Goal of the exercise —
Can you print every record below exactly as written?

(Outline annotation records)
━━━━━━━━

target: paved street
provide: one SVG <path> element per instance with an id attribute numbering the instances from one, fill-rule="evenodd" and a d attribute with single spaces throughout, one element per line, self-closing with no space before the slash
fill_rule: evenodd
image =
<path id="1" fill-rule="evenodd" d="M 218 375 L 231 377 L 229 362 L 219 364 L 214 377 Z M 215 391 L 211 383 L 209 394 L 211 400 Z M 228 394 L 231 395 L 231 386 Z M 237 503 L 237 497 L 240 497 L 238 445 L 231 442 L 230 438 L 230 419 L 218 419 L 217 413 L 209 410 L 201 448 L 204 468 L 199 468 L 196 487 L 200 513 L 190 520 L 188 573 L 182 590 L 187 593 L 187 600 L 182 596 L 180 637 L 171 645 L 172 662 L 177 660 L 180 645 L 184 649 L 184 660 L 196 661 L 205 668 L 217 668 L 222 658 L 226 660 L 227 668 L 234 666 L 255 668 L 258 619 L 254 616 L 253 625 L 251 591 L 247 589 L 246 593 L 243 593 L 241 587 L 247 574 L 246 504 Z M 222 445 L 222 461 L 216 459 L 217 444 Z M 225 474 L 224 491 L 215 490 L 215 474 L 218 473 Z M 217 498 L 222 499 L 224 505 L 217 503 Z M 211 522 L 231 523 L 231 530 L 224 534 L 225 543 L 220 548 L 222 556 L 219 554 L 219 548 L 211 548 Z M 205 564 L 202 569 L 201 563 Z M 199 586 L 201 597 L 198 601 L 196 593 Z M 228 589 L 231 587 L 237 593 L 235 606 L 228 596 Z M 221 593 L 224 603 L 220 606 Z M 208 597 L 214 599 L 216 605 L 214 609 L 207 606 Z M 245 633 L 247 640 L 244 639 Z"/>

━━━━━━━━

Solution to the problem —
target: paved street
provide: one SVG <path> element per instance with an id attribute numbering the instances from one, fill-rule="evenodd" and a d attribute with single spaces throughout, one element per line, self-closing with no space before the slash
fill_rule: evenodd
image =
<path id="1" fill-rule="evenodd" d="M 218 375 L 231 377 L 229 362 L 219 364 L 214 377 Z M 215 391 L 211 383 L 209 394 L 211 400 Z M 228 394 L 231 395 L 231 386 Z M 237 503 L 237 497 L 240 497 L 238 445 L 231 442 L 230 438 L 230 419 L 218 419 L 217 413 L 209 410 L 201 448 L 204 468 L 199 468 L 196 487 L 200 513 L 190 520 L 188 573 L 182 590 L 187 593 L 187 600 L 182 596 L 180 637 L 171 645 L 172 662 L 177 660 L 180 645 L 184 649 L 184 660 L 196 661 L 205 668 L 217 668 L 222 658 L 226 660 L 227 668 L 234 666 L 255 668 L 258 619 L 254 616 L 253 625 L 251 591 L 247 589 L 246 593 L 243 593 L 241 587 L 247 574 L 246 504 Z M 222 445 L 222 461 L 216 459 L 217 444 Z M 225 474 L 224 491 L 215 490 L 215 474 L 218 473 Z M 217 498 L 222 499 L 224 505 L 217 503 Z M 211 522 L 231 523 L 231 530 L 224 534 L 225 543 L 220 548 L 222 556 L 219 554 L 219 548 L 211 548 Z M 205 564 L 202 569 L 201 563 Z M 199 586 L 201 597 L 198 601 L 196 593 Z M 228 589 L 231 587 L 237 593 L 235 606 L 228 596 Z M 221 593 L 224 603 L 220 606 Z M 208 597 L 214 599 L 216 605 L 214 609 L 207 606 Z M 245 633 L 247 640 L 244 639 Z"/>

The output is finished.